OBJECTIVE:
Convert the material starting at the line containing "of the bright" and ending at the line containing "[[362, 471]]" into a two-column CSV with the headers input and output. Put each text and its answer together in one row, with each field in quotes and its line breaks replaced by spaces.

DATASET RECORDS:
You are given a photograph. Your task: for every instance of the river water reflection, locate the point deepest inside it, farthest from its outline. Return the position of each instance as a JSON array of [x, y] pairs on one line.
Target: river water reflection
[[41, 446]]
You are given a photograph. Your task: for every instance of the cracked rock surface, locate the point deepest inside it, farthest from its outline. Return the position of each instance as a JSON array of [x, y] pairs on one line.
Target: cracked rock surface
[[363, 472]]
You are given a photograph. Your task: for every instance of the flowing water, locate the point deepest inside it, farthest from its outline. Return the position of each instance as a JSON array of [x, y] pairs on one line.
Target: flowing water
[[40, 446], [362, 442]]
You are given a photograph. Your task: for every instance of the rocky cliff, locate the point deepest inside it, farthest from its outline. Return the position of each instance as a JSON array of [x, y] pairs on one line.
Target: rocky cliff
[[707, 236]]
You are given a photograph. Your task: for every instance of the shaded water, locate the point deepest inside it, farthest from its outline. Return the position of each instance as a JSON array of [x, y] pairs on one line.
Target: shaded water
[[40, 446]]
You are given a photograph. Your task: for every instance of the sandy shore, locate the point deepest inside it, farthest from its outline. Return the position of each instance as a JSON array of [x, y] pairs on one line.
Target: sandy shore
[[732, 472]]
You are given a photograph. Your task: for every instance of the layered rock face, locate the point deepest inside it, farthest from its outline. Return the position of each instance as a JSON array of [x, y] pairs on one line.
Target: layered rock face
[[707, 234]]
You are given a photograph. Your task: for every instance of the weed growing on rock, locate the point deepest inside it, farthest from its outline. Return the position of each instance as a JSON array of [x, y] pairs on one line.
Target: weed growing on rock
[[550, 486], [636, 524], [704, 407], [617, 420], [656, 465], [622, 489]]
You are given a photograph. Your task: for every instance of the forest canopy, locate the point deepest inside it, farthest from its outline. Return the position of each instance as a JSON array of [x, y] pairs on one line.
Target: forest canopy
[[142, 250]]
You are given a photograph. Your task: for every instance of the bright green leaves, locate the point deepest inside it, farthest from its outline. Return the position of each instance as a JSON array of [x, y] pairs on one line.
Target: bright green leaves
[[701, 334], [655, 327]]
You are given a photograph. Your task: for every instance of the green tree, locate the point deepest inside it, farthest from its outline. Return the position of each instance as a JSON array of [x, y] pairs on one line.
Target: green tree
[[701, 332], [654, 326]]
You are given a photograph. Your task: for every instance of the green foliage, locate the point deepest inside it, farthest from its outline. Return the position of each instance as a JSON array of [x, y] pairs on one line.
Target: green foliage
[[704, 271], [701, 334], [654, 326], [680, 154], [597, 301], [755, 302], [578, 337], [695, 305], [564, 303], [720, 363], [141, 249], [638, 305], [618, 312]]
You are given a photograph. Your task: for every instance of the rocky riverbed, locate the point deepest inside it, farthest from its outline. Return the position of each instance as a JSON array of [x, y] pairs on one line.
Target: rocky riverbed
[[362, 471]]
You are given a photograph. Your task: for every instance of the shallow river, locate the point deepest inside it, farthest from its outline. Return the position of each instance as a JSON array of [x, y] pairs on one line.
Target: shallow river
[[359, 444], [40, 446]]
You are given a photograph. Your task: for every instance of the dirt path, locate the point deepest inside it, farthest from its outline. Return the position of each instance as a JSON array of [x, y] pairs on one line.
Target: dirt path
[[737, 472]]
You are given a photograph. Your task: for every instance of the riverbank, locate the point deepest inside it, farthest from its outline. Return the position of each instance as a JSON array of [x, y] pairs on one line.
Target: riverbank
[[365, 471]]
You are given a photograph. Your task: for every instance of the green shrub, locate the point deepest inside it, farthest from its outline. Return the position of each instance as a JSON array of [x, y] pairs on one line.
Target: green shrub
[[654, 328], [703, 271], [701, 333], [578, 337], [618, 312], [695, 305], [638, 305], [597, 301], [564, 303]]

ANSWER TO THIS PROBLEM:
input,output
"You are given a photograph. Your task: for every instance of the bright green leaves, locate the point deepest inside it, farthest from its outline. Return the position of each instance as a JSON array of [x, y] pairs on one line. Target: bright green leaves","[[701, 334], [655, 327]]"
"You are given a photograph. Your task: for every instance of the green tree, locate the point deepest inside it, farthest from its outline. Return the position of each instance as a JSON array of [x, y] pairs on one line. Target: green tree","[[701, 332], [654, 326]]"
"You are given a photograph. Your task: for every instance of the green foliage, locate the point deepest inside it, farthest from its outline. Return the position of each instance as a JSON array of [x, y] pairs on one line. Target: green foliage","[[704, 271], [701, 334], [654, 326], [680, 154], [597, 301], [755, 302], [578, 337], [695, 305], [564, 303], [720, 363], [141, 249], [638, 305], [618, 312]]"
"You are given a photograph. Your task: for every instance of the rocky riverbed, locate the point deepest inside it, farthest from its outline. Return the position of each instance as a JSON array of [x, y] pairs on one line. Target: rocky riverbed","[[362, 471]]"